*Exercices*.
A. Les affirmations suivantes sont-elles conformes au texte fourni ? Répondez par oui ou par non à chacune, puis citez les mots du texte qui tranchent. (i) Les maîtres de poste furent institués par Louis XI. (ii) Une fois les postes remises entre les mains de l'État, le transport des lettres devint bon marché. (iii) Les compagnies de chemin de fer acceptèrent de subventionner les maîtres de postes.
B. Relevez toutes les phrases interrogatives du texte fourni.
C. D'après le texte fourni, jusqu'à quel chiffre annuel l'indemnité versée aux maîtres de relais s'est-elle élevée ?

*Texte fourni*.
Qu’y avait-il à faire pour remédier aux abus criants de ce système de fermage ? Il y avait tout simplement à abandonner le service des postes à la libre concurrence. Le transport des lettres serait promptement descendu au prix le plus bas possible, sous ce nouveau régime. On aima mieux remettre les postes entre les mains de l’État. Le public n’y gagna rien, au contraire ! Le transport des lettres continua de coûter fort cher, et il devint beaucoup moins sûr. Vous n’ignorez pas que les abus de confiance et les infidélités se sont effroyablement multipliés dans le service des postes.
Parlerai-je des privilèges de la poste aux chevaux ? Autrefois les maîtres de poste institués par Louis XI jouissaient du monopole du transport des voyageurs. Peu à peu, ils furent obligés de partager ce monopole avec les messageries royales, et, enfin, de laisser une place aux entreprises libres. Mais, sur leurs réclamations pressantes, on obligea les nouveaux entrepreneurs à payer aux maîtres de relais, dont ils n’employaient pas les chevaux, une indemnité de vingt-cinq centimes par poste et par cheval attelé (loi du 15 ventôse an XIII). L’indemnité s’est élevée jusqu’au chiffre de six millions par an. Mais les chemins de fer ont diminué considérablement cette aubaine. De là les grandes clameurs des maîtres de postes. Ils ont voulu obliger les compagnies de chemin de fer à les subventionner aussi. Les compagnies ont résisté. L’affaire est pendante.
Il faut dire, à la décharge des maîtres de postes, que des règlements datant du règne de Louis XI, les obligent à tenir sur pied des relais de chevaux dans des endroits où ces relais sont parfaitement inutiles. Mais n’est-il pas absurde de pensionner une industrie, qui ne fonctionne plus, aux dépens d’une industrie qui fonctionne ? N’est-il pas absurde et grotesque à la fois, de contraindre les entrepreneurs de diligences à fournir une rente aux chevaux oisifs des maîtres de postes ?
Lorsqu’une chose utile est demandée sans être produite encore, le prix idéal, le prix qu’on y mettrait si elle était produite croît en progression géométrique à mesure que la demande croît en progression arithmétique 1. Un moment arrive où ce prix s’élève assez haut pour surmonter toutes les résistances ambiantes et où la production s’opère.
Cela étant, le gouvernement ne saurait se mêler d’aucune affaire de production sans causer un dommage à la société.
S’il produit une chose utile après que les particuliers l’eussent produite, il nuit à la société, en la privant de cette chose, dans l’intervalle.

(Items d'étiquetage de régions)
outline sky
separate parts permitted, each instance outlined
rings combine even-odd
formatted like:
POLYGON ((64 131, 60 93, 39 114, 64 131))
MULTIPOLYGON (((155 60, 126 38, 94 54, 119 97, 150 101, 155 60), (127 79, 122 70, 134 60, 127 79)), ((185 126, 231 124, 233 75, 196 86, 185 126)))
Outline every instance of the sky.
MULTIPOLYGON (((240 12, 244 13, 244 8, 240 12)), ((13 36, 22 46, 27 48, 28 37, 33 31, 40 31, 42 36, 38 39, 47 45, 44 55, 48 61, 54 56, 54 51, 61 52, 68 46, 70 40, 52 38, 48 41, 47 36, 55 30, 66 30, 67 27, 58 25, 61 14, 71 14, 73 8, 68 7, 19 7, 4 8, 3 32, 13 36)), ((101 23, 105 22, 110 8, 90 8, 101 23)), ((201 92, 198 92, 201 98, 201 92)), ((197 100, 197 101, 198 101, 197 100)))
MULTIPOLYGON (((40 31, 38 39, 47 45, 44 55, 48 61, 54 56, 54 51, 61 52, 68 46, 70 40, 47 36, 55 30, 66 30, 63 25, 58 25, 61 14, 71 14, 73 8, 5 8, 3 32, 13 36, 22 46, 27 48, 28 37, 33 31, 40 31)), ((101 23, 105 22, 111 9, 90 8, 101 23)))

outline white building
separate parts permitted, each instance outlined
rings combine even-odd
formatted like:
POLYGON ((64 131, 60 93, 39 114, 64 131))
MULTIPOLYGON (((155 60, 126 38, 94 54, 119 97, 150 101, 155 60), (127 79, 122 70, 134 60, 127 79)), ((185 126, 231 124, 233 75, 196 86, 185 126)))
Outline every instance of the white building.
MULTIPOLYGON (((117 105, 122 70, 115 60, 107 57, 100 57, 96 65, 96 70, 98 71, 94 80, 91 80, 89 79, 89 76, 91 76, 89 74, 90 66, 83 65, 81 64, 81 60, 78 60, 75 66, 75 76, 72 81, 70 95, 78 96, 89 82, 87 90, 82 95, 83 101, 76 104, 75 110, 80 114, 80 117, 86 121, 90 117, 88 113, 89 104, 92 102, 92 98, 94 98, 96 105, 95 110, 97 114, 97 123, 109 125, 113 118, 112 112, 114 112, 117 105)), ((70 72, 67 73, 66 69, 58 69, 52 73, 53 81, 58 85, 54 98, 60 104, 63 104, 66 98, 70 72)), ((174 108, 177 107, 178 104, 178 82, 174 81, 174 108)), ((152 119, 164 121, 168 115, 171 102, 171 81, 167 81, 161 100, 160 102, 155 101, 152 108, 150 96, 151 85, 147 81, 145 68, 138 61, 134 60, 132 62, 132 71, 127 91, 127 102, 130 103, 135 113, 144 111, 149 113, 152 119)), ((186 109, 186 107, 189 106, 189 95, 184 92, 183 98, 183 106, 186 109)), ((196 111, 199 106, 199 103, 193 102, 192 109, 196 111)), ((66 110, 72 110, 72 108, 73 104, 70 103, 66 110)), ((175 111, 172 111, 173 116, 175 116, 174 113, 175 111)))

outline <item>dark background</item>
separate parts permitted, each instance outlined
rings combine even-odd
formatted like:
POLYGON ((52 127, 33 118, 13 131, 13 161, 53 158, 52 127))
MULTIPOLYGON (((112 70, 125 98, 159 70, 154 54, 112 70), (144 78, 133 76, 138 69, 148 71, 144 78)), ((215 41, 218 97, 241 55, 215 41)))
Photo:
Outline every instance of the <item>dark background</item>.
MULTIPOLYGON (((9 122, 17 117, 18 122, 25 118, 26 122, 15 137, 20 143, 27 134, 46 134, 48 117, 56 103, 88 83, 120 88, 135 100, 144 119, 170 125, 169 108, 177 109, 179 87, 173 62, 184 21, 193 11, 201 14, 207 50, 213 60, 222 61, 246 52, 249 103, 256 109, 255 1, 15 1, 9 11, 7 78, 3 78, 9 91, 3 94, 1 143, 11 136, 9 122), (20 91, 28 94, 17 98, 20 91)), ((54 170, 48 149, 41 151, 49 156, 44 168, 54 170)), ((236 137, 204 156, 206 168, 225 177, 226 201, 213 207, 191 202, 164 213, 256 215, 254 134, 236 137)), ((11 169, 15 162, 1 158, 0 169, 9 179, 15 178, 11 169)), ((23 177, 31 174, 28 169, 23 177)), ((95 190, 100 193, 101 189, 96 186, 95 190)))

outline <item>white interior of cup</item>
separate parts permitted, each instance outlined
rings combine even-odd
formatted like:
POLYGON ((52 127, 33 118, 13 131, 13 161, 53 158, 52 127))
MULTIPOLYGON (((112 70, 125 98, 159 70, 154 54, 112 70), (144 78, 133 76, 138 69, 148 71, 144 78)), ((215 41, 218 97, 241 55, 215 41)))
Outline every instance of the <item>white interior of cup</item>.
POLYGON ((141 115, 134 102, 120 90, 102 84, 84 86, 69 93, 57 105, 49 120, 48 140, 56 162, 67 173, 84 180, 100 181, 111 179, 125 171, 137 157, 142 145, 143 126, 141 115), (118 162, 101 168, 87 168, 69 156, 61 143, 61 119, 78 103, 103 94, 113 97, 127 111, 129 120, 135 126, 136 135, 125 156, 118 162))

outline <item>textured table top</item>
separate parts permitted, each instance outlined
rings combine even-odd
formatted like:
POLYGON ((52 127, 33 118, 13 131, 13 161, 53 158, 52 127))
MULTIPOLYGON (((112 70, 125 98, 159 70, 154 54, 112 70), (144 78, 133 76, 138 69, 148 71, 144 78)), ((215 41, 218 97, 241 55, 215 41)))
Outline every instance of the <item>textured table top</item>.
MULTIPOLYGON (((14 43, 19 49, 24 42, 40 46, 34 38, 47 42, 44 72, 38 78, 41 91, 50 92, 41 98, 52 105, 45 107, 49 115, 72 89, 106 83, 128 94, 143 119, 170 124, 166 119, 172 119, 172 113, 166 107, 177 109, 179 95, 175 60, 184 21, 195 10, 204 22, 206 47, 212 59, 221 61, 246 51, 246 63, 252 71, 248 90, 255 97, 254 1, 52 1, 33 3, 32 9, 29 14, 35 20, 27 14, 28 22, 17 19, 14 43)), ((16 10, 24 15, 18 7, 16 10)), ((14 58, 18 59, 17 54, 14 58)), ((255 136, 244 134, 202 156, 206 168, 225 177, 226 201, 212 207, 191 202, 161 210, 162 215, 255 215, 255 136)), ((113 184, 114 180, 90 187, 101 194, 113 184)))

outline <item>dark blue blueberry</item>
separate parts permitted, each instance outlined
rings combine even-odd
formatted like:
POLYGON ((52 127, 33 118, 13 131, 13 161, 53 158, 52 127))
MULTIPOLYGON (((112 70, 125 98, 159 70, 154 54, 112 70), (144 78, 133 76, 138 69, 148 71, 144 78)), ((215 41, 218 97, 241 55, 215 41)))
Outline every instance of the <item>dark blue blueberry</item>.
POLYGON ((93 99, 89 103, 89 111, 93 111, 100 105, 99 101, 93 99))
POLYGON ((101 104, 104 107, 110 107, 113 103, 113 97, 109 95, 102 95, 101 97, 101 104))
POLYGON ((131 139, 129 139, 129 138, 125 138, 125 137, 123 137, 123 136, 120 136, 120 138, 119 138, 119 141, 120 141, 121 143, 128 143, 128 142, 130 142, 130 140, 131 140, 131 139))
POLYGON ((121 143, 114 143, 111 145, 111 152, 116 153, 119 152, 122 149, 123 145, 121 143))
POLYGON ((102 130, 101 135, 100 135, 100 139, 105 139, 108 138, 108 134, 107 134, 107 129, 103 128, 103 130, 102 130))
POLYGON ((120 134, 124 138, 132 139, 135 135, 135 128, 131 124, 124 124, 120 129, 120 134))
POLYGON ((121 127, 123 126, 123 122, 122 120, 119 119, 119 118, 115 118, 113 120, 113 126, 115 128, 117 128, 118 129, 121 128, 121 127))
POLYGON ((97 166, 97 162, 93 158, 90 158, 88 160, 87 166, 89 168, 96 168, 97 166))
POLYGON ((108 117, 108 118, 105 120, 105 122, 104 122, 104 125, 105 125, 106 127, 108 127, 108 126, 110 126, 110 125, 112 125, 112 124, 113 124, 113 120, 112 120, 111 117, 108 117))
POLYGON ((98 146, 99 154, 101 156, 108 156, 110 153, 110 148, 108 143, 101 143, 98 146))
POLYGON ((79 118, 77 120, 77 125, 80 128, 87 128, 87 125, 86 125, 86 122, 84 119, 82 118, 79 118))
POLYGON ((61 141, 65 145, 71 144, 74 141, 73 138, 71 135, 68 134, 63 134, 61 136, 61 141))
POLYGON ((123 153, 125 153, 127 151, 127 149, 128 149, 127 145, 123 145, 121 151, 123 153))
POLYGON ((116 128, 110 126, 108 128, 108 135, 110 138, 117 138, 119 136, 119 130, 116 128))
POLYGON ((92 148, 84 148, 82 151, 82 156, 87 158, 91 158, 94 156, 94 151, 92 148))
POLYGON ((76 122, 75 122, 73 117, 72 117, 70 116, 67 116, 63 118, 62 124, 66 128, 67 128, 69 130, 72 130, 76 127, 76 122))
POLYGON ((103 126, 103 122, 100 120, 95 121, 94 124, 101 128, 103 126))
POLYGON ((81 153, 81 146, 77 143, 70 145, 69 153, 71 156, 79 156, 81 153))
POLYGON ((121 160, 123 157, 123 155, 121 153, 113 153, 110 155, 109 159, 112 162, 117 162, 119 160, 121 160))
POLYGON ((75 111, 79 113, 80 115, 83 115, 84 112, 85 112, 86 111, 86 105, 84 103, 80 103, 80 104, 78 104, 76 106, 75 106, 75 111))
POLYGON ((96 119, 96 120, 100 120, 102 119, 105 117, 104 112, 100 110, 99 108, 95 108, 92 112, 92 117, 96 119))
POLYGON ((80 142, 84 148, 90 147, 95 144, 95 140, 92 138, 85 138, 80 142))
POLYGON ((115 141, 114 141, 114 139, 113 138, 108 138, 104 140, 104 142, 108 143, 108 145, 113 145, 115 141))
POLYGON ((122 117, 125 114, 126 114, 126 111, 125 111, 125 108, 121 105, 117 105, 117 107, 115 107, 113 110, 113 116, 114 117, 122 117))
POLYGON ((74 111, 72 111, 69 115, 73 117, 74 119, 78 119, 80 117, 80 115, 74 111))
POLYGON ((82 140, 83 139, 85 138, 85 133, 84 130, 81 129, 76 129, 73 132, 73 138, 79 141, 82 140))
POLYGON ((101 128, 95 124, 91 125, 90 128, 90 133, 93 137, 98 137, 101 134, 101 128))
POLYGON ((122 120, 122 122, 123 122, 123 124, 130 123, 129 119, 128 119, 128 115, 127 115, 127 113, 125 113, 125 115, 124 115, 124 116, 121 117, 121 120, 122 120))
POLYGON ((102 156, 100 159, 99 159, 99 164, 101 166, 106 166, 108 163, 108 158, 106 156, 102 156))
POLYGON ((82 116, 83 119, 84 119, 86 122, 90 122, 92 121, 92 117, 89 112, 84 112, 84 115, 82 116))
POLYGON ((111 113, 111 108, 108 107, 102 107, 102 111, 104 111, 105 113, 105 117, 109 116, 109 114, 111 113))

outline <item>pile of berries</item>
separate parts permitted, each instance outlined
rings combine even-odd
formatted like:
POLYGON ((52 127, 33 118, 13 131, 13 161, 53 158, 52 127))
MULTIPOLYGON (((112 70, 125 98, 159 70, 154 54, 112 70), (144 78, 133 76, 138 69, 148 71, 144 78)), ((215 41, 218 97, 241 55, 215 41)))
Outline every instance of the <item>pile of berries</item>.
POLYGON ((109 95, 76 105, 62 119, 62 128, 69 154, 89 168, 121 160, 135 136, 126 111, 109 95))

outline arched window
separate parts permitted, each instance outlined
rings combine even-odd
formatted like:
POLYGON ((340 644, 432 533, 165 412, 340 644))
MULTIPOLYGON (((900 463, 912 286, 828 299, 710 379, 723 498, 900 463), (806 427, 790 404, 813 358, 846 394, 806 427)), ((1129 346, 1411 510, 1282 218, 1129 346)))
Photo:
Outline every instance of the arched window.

*Corrigé*.
A.
(i) Oui : « les maîtres de poste institués par Louis XI ».
(ii) Non : « Le transport des lettres continua de coûter fort cher ».
(iii) Non : « Les compagnies ont résisté. »

B.
« Qu'y avait-il à faire pour remédier aux abus criants de ce système de fermage ? »
« Parlerai-je des privilèges de la poste aux chevaux ? »
« Mais n'est-il pas absurde de pensionner une industrie, qui ne fonctionne plus, aux dépens d'une industrie qui fonctionne ? »
« N'est-il pas absurde et grotesque à la fois, de contraindre les entrepreneurs de diligences à fournir une rente aux chevaux oisifs des maîtres de postes ? »

C. Jusqu'à six millions par an.